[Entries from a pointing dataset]
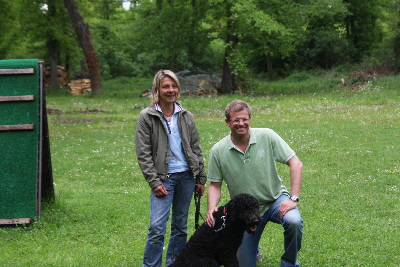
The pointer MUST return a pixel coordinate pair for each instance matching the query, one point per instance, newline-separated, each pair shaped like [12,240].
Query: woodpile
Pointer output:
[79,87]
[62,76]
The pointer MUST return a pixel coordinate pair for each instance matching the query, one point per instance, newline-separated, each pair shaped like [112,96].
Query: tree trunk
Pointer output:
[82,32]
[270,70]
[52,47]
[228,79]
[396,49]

...

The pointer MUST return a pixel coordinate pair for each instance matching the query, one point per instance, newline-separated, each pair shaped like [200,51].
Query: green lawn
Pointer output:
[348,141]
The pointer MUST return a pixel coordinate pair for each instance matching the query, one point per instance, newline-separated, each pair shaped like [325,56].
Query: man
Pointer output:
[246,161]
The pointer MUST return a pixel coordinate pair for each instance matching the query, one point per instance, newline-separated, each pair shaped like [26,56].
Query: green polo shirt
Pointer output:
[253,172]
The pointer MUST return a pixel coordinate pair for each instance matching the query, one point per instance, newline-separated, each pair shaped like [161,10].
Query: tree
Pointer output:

Problem to work on =>
Please state how many lines of the data above contain the word "each". Reply with the number alone.

Exercise response =>
6